DOCUMENT SEGMENT:

— START —

Define a Spark UDF using a DuckDB Spatial function

%md lamanche

Databricks SQL now contains lots of ST Functions. However, at some point you might just need a geospatial function not (yet) available natively in Databricks, but maybe available in DuckDB Spatial. For example, as of Aug 2025, the st_shortestline function.

Then we can register the DuckDB function as a Spark UDF as follows:

Setup

%pip install duckdb lonboard shapely --quiet

import duckdb
import pandas as pd
from pyspark.sql import functions as F
from pyspark.sql.types import BinaryType

Define the Spark UDF based on a DuckDB Spatial function

def shortestline_func(a: pd.Series, b: pd.Series) -> pd.Series:
    try:
        import duckdb
        from duckdb import ColumnExpression, FunctionExpression
    except ModuleNotFoundError as mfe:
        raise Exception(
            "'duckdb' not installed: run '%pip install duckdb' first."
        ) from mfe

    duckdb.sql("SET extension_directory = '/tmp/duckdb_ext'")
    try:
        duckdb.load_extension("spatial")
    except duckdb.duckdb.IOException:
        duckdb.install_extension("spatial")
        duckdb.load_extension("spatial")

    df = pd.DataFrame({"a": a, "b": b})  # noqa: F841

    res = (
        duckdb.df(df)
        .select(
            FunctionExpression(
                "st_aswkb",
                FunctionExpression(
                    "st_shortestline",
                    FunctionExpression("st_geomfromwkb", ColumnExpression("a")),
                    FunctionExpression("st_geomfromwkb", ColumnExpression("b")),
                ),
            ).alias("res")
        )
        .df()["res"]
    )

— END —

INFORMATION SHOWN:
— START —

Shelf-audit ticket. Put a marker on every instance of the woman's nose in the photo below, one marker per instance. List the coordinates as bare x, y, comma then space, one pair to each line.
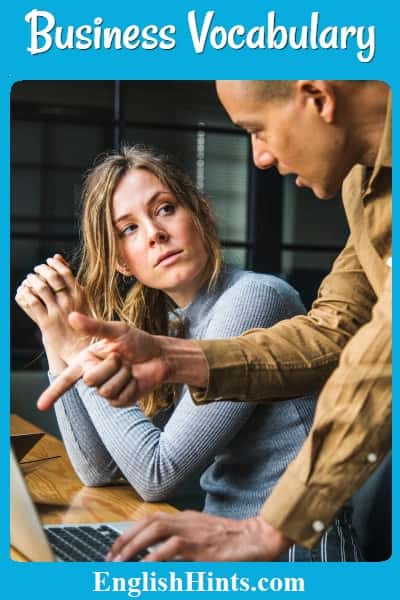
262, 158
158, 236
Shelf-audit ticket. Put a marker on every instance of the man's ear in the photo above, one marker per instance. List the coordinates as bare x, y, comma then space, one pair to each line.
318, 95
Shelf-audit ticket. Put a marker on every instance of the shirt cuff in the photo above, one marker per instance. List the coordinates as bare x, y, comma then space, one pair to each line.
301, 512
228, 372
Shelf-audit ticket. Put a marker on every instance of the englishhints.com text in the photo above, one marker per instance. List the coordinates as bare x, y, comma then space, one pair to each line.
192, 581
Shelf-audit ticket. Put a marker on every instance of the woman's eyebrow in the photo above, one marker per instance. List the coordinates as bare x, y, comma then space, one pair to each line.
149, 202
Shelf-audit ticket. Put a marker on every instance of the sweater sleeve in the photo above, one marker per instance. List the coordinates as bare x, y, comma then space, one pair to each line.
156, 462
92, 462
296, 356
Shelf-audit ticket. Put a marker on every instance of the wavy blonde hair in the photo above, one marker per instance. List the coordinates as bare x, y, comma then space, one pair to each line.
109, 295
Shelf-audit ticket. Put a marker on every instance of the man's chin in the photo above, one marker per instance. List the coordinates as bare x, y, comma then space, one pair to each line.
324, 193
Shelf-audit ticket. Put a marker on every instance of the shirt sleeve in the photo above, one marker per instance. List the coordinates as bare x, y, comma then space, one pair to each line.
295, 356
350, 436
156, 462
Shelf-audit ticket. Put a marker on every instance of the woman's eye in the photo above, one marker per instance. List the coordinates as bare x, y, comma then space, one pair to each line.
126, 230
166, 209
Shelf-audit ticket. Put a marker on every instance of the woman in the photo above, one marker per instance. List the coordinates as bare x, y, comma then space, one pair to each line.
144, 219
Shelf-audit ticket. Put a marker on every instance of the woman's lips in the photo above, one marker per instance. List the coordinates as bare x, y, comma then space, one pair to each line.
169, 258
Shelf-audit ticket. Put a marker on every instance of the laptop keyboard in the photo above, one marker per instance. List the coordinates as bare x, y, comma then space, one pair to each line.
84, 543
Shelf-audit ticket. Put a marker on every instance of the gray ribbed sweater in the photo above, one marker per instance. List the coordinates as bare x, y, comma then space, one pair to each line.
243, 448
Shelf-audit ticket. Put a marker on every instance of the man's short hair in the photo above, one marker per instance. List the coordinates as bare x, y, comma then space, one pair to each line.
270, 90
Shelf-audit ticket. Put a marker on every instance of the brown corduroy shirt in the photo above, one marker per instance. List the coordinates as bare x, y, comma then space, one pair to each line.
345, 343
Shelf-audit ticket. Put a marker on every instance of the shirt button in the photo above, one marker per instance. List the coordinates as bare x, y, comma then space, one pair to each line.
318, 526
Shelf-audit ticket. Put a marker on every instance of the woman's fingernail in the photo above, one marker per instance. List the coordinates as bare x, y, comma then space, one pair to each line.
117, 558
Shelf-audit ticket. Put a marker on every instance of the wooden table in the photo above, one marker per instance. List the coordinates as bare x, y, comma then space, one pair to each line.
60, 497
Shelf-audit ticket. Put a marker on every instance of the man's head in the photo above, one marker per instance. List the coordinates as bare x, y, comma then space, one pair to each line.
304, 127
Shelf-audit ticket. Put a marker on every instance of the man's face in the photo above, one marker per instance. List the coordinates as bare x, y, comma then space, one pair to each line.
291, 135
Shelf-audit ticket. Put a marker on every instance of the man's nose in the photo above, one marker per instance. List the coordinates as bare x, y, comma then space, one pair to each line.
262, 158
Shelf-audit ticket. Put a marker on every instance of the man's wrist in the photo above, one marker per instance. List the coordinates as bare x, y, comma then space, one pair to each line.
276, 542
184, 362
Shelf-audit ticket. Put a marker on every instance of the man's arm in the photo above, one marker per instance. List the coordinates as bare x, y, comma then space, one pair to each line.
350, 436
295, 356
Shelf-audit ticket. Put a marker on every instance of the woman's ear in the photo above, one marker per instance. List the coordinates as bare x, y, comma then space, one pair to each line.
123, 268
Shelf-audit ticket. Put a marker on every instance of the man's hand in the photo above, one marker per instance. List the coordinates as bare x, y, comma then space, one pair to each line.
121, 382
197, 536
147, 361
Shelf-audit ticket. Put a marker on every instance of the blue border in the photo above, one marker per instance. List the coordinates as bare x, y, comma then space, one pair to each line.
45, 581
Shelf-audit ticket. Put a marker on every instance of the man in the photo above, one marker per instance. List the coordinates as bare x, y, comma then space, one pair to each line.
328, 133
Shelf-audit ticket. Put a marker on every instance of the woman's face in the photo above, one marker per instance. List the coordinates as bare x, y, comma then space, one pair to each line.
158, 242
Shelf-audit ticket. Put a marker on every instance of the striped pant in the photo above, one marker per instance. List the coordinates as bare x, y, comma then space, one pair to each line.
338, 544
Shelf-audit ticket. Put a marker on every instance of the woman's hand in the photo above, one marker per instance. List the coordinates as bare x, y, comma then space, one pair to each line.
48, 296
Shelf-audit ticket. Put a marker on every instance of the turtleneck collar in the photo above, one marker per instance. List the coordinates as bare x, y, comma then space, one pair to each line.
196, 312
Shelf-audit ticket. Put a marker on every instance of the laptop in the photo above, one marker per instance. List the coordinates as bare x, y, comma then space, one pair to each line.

— END —
— START —

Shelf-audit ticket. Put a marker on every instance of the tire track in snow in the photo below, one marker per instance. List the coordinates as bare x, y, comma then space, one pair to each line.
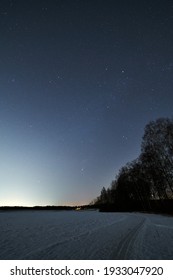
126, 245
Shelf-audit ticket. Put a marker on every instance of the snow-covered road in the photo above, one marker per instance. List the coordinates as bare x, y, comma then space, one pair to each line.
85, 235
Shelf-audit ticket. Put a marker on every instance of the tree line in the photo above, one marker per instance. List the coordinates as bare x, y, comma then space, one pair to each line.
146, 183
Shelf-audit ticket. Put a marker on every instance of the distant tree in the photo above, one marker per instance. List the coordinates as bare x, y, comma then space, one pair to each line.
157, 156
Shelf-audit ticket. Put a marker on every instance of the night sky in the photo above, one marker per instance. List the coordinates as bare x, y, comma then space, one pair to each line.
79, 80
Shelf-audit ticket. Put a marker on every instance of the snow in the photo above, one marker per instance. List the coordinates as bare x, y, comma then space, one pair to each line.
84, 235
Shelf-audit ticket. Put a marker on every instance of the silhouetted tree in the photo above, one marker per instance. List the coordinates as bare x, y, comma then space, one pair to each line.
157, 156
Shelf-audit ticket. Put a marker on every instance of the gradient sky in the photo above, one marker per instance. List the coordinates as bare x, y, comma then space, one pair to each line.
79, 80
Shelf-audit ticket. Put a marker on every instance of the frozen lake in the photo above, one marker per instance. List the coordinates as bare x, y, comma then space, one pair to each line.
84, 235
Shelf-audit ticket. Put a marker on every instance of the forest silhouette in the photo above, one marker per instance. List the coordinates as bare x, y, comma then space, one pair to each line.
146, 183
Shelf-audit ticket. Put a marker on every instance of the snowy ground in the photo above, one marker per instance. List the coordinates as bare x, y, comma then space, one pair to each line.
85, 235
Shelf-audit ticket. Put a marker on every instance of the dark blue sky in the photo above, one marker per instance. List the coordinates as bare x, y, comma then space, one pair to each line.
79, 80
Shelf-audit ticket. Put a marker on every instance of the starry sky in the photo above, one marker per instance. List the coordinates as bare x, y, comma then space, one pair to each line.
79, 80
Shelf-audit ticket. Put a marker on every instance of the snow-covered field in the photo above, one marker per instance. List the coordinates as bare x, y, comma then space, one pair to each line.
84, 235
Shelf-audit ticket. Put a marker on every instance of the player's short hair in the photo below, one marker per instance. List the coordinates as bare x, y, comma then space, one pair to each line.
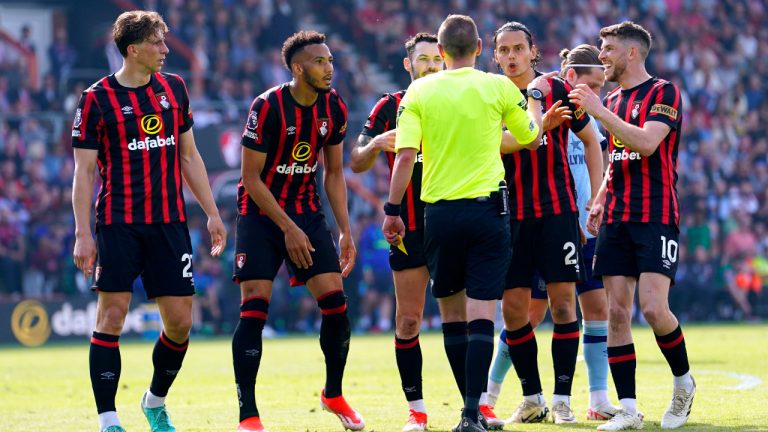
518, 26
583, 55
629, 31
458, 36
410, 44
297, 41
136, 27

— END —

THE EXERCISE: In the text on registering a DuckDB Spatial function as a Spark UDF, which function is given as an example of one not yet natively available in Databricks as of Aug 2025?

SOLUTION TO THE EXERCISE: The st_shortestline function.